Cervical Spine Radiographs in Patients With Rheumatoid Arthritis Undergoing Anesthesia
JCR: Journal of Clinical Rheumatology, 03/05/2012
Lopez–Olivo MA et al. – Cervical spine abnormalities were frequently noted in patients who underwent general surgery but did not influence the choice of airway management. Future prospective studies evaluating the utility of cervical spine radiographs in patients with rheumatoid arthritis (RA) and practice guidelines are needed to ensure appropriate and cost–effective perioperative cervical evaluation and management of patients with RA.Methods
- The authors reviewed all medical records of RA patients who underwent surgical procedures requiring general anesthesia with airway intubation or monitored anesthesia care without airway intubation.
- They examined cervical spine radiographs obtained up to 2 years before surgery and determined airway management techniques used during surgery.
- Overall, 215 patients with RA underwent 217 individual surgeries requiring anesthesia; of these, 176 (82%) underwent general anesthesia with airway management with direct laryngoscopy in 83%, fiber–optic intubation in 10%, and laryngeal mask in 7%.
- Ninety–two (52%) of the patients receiving airway management had radiographs available for cervical spine evaluation; of these, only 7 (8%) had complete radiographic examinations with which to evaluate possible atlantoaxial subluxation.
# # # # # # #
Things to do
**a)** Repeat the cervical spine abstract from "- They examined" to "mask in 7%.".
**b)** According to the cervical spine abstract, what share of the general anesthesia cases used fiber-optic intubation?
**c)** Decide whether each statement agrees with the cervical spine abstract: (i) The radiographs examined were taken up to 2 years before surgery. (ii) Cervical spine abnormalities changed the choice of airway management. (iii) Most patients with available radiographs had complete examinations for atlantoaxial subluxation.

Data shown
# # # # # # #
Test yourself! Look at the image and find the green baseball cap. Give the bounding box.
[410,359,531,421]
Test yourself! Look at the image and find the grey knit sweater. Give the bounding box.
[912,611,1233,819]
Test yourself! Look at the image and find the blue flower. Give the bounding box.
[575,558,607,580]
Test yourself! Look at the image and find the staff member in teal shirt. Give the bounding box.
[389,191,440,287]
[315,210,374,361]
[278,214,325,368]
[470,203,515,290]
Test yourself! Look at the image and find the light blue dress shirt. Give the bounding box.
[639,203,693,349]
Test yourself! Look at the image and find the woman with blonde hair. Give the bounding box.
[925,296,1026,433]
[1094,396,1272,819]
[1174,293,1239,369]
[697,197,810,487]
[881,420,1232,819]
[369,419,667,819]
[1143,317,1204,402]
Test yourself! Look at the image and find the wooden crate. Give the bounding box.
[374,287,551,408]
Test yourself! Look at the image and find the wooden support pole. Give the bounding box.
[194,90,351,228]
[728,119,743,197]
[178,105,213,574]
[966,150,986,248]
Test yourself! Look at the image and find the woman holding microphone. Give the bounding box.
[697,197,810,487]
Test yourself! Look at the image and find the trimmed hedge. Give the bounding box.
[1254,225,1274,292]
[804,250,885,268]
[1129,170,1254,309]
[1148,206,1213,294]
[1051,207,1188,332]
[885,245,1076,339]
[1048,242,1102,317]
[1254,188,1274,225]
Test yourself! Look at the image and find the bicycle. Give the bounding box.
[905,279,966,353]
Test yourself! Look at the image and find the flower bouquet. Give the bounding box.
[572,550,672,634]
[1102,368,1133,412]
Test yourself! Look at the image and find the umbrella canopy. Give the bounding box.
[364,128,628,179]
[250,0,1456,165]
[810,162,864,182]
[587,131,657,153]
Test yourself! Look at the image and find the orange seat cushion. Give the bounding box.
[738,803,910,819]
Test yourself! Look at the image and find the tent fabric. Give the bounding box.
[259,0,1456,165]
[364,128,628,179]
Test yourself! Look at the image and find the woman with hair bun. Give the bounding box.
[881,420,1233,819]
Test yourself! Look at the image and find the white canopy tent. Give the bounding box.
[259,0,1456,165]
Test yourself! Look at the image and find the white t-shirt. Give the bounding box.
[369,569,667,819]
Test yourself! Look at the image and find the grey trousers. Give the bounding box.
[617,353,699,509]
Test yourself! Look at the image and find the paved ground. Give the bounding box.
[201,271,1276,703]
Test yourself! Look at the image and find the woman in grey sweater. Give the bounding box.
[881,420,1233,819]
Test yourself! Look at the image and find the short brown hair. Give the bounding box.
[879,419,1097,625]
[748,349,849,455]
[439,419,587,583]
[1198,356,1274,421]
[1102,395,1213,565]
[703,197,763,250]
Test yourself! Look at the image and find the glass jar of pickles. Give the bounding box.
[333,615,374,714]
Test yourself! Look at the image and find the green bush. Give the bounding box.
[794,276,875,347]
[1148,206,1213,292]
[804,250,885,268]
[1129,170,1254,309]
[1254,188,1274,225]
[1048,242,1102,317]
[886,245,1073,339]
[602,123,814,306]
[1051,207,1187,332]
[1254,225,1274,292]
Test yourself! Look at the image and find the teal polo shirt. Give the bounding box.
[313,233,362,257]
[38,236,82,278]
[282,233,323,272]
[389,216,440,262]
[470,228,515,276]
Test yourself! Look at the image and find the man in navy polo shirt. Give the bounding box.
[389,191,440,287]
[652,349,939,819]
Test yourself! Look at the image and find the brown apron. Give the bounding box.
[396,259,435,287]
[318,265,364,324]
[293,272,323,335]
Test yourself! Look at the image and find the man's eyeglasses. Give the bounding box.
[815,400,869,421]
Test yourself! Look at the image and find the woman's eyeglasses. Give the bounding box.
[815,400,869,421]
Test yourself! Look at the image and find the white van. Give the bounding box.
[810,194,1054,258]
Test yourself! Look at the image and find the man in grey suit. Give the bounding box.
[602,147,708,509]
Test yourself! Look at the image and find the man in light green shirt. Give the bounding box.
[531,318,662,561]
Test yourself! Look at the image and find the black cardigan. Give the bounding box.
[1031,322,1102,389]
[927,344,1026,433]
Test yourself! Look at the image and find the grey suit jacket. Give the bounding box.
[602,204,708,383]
# # # # # # #
List of answers
**a)**
- They examined cervical spine radiographs obtained up to 2 years before surgery and determined airway management techniques used during surgery.
- Overall, 215 patients with RA underwent 217 individual surgeries requiring anesthesia; of these, 176 (82%) underwent general anesthesia with airway management with direct laryngoscopy in 83%, fiber–optic intubation in 10%, and laryngeal mask in 7%.

**b)** 10%

**c)**
(i) Yes: "cervical spine radiographs obtained up to 2 years before surgery"
(ii) No: "did not influence the choice of airway management"
(iii) No: "only 7 (8%) had complete radiographic examinations with which to evaluate possible atlantoaxial subluxation"